(Extracted text)
-------

Reputation: 3379
I am importing data into a pandas dataframe from Google BigQuery and I'd like to sort the results by date. My code is as follows:
import sys, getopt
import pandas as pd
from datetime import datetime
# set your BigQuery service account private private key
pkey ='#REMOVED#'
destination_table = 'test.test_table_2'
project_id = '#REMOVED#'
# write your query
query = """
SELECT date, SUM(totals.visits) AS Visits
FROM `#REMOVED#.#REMOVED#.ga_sessions_20*`
WHERE parse_date('%y%m%d', _table_suffix) between
DATE_sub(current_date(), interval 3 day) and
DATE_sub(current_date(), interval 1 day)
GROUP BY Date
"""
data = pd.read_gbq(query, project_id, dialect='standard', private_key=pkey, parse_dates=True, index_col='date')
date = data.sort_index()
data.info()
data.describe()
print(data.head())
My output is shown below, as you can see dates are not sorted.
<class 'pandas.core.frame.DataFrame'>
RangeIndex: 3 entries, 0 to 2
Data columns (total 2 columns):
date 3 non-null object
Visits 3 non-null int32
dtypes: int32(1), object(1)
memory usage: 116.0+ bytes
date Visits
0 20180312 207440
1 20180310 178155
2 20180311 207452
I have read several questions and so far tried the below, which resulted in no change to my output:
index_col='date'
and adding date = data.sort_values(by='date')

-------

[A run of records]

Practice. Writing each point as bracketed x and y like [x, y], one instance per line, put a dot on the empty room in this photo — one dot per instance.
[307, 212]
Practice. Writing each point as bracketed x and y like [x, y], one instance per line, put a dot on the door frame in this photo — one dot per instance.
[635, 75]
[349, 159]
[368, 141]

-------

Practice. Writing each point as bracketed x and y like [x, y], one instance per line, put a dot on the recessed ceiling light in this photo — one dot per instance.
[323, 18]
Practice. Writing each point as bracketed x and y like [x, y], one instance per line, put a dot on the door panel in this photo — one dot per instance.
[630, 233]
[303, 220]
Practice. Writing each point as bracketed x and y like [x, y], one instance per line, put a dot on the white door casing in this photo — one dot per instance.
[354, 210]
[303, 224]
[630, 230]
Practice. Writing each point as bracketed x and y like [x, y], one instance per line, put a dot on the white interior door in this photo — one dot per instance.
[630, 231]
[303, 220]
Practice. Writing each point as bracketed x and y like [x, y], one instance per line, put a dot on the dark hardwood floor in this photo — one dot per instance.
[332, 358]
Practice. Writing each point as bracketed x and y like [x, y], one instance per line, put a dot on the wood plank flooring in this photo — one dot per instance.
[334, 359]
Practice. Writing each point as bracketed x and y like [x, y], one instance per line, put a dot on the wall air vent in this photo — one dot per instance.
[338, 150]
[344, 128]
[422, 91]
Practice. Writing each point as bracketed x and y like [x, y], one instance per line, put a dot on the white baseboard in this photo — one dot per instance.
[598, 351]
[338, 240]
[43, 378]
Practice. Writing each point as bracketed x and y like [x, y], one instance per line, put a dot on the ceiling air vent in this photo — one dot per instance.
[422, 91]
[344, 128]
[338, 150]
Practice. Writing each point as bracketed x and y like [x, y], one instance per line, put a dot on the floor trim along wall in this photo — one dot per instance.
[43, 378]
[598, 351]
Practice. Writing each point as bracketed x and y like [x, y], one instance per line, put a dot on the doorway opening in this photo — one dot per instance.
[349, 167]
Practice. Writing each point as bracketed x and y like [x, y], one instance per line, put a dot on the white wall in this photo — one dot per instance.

-------

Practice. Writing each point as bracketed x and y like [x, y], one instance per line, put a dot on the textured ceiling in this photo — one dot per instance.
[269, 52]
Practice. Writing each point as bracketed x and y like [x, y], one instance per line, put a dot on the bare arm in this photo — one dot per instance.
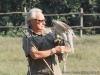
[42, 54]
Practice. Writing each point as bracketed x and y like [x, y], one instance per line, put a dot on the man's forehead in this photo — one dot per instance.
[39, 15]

-------

(Aim 1) In the pandas sorting thread, what value is assigned to destination_table?
(Aim 2) Filter the rows, keeping each line that contains the string "vent".
The rows bear no relation to the pandas sorting thread.

(Exercise answer 1) 'test.test_table_2'

(Exercise answer 2)
Practice. Writing each point as bracketed x and y like [x, y], one instance per line, put a dot on the wall air vent in this photo — one dot per instance.
Practice. Writing each point as bracketed x and y like [x, y], one instance per line, put a dot on the ceiling air vent in this photo — one dot per instance.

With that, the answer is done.